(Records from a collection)

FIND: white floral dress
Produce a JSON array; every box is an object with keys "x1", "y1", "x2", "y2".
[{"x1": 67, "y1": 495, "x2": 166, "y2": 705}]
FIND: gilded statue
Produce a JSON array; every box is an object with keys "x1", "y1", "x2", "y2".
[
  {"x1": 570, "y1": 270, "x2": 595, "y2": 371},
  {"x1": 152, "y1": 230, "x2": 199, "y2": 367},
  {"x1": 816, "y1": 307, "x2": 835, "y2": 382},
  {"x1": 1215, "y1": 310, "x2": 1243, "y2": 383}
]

## [Work required]
Your reply must contain exactly the lines from the first line of the data through the line holding "FIND: gilded statue", and nothing more.

## [Expected output]
FIND: white floral dress
Produce a JSON array; every box is an object with keys "x1", "y1", "x2", "y2".
[{"x1": 67, "y1": 495, "x2": 166, "y2": 705}]
FIND: gilded statue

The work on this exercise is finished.